SUPPLIED RECORDS
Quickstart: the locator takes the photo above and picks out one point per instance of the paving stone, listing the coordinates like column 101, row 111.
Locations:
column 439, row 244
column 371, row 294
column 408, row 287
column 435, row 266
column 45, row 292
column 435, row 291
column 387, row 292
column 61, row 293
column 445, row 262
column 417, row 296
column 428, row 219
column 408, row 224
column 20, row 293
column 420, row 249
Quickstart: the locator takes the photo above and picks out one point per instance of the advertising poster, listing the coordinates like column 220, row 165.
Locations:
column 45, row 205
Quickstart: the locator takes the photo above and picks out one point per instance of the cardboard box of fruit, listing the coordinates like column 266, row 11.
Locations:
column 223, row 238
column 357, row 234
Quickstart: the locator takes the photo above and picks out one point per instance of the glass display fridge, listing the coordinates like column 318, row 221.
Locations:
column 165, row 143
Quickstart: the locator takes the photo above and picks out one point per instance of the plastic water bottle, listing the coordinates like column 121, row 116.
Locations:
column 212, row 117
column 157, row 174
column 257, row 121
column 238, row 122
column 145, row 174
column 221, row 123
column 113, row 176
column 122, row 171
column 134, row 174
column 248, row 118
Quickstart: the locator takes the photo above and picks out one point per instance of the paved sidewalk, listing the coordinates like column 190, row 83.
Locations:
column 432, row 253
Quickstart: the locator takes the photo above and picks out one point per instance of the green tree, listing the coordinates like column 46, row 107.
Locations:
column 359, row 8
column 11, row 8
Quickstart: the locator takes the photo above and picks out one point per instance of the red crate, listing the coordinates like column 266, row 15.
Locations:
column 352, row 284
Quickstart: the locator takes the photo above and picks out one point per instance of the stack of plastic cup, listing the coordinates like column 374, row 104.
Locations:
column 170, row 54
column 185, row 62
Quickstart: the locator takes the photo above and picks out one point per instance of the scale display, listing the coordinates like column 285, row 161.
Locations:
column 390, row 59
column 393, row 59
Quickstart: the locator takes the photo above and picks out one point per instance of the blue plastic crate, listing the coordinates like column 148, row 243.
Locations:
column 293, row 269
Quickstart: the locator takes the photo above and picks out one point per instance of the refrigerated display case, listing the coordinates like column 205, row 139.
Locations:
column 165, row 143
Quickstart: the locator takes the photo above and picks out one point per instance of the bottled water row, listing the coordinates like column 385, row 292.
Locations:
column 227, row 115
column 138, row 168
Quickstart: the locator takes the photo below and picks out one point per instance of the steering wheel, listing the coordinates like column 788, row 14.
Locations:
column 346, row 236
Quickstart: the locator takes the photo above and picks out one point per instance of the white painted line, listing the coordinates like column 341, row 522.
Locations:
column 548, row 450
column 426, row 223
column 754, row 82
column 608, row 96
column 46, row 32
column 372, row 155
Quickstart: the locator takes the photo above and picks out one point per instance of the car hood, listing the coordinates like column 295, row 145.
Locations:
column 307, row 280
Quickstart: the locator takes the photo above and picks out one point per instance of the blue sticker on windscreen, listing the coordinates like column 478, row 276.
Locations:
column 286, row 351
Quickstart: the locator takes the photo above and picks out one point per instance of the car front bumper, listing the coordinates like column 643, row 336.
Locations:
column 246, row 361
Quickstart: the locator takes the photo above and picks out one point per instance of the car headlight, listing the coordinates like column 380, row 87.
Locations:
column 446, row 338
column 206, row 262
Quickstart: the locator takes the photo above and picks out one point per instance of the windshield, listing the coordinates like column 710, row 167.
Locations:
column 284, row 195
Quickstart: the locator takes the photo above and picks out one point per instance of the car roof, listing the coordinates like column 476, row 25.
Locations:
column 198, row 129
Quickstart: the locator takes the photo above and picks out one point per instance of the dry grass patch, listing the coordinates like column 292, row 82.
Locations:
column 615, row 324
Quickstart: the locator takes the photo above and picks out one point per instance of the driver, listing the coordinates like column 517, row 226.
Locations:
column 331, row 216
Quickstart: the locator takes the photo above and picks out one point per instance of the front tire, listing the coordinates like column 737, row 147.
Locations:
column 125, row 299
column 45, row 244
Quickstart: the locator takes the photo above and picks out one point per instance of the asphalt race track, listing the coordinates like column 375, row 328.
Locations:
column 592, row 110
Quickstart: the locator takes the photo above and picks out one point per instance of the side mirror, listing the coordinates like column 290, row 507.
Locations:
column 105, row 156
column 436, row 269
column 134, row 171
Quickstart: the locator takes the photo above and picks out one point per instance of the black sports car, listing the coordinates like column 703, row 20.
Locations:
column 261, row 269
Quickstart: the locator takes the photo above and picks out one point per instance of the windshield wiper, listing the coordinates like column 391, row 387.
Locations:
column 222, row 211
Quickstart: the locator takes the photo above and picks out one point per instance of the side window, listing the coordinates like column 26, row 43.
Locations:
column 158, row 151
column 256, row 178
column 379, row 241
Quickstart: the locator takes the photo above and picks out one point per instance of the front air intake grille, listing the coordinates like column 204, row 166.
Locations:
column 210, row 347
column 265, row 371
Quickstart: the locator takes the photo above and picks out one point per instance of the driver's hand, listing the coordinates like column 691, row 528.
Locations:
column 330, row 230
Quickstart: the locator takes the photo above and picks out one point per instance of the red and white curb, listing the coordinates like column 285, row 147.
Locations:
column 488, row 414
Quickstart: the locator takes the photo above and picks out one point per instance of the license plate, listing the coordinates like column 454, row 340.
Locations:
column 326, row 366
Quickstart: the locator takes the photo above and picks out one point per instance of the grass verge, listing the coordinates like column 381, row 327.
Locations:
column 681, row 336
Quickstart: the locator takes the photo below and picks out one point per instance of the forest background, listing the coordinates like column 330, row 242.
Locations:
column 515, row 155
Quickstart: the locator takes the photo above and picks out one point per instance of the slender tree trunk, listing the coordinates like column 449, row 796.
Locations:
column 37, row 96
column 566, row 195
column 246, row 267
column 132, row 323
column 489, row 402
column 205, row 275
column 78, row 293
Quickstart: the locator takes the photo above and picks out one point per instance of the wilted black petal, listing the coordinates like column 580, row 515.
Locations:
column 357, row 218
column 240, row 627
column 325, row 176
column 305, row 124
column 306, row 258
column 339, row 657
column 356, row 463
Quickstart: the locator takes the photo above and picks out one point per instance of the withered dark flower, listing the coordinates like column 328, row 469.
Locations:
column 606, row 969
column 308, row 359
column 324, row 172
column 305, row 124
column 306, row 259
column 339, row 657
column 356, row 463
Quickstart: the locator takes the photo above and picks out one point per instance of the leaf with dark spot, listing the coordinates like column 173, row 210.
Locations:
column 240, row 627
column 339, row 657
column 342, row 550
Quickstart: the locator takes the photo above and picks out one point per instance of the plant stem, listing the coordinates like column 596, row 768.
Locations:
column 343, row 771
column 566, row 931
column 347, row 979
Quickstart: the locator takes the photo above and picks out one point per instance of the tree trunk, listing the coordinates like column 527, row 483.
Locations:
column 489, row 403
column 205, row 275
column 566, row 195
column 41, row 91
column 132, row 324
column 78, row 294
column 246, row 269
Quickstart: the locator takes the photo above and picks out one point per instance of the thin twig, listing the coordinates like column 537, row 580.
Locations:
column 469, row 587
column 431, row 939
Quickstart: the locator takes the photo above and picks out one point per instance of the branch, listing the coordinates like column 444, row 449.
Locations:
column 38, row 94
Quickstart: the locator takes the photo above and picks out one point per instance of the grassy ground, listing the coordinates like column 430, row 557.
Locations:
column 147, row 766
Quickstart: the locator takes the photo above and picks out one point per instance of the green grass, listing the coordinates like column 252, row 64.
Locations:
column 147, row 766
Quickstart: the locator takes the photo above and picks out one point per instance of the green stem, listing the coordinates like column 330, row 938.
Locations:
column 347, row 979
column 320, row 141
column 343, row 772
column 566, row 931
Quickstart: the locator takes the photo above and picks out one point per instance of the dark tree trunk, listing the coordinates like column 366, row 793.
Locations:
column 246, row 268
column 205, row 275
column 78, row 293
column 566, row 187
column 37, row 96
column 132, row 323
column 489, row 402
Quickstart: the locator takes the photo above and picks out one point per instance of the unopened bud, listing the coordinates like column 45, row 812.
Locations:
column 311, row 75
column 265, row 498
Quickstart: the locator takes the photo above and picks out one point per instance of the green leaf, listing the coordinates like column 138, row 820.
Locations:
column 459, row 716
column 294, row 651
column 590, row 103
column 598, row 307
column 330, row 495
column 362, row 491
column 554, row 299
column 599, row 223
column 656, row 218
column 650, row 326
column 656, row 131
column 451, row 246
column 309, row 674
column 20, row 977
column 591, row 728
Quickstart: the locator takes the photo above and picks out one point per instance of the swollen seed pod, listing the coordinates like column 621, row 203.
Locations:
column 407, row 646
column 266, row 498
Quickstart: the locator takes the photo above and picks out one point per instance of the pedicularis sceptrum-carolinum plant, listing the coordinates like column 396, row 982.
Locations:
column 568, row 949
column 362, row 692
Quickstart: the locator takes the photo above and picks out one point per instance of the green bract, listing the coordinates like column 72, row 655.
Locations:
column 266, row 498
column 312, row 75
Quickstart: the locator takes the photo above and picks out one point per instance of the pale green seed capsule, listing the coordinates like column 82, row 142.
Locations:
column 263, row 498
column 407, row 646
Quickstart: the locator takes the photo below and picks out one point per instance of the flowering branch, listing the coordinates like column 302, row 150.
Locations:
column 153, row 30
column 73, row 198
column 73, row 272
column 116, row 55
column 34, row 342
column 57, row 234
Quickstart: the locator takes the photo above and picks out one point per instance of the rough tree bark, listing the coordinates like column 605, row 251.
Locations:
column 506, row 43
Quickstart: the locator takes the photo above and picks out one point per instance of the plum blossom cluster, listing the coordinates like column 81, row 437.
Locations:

WHAT THE TASK REQUIRES
Change "green tree" to "leafy tree" in everything from the line containing "46, row 107." down to the line containing "column 11, row 8", and return only those lines with nothing else altered.

WRITTEN RESPONSE
Quickstart: the locator takes the photo above and picks out one point per instance of the leafy tree, listing the coordinates like column 46, row 107.
Locations:
column 359, row 8
column 11, row 8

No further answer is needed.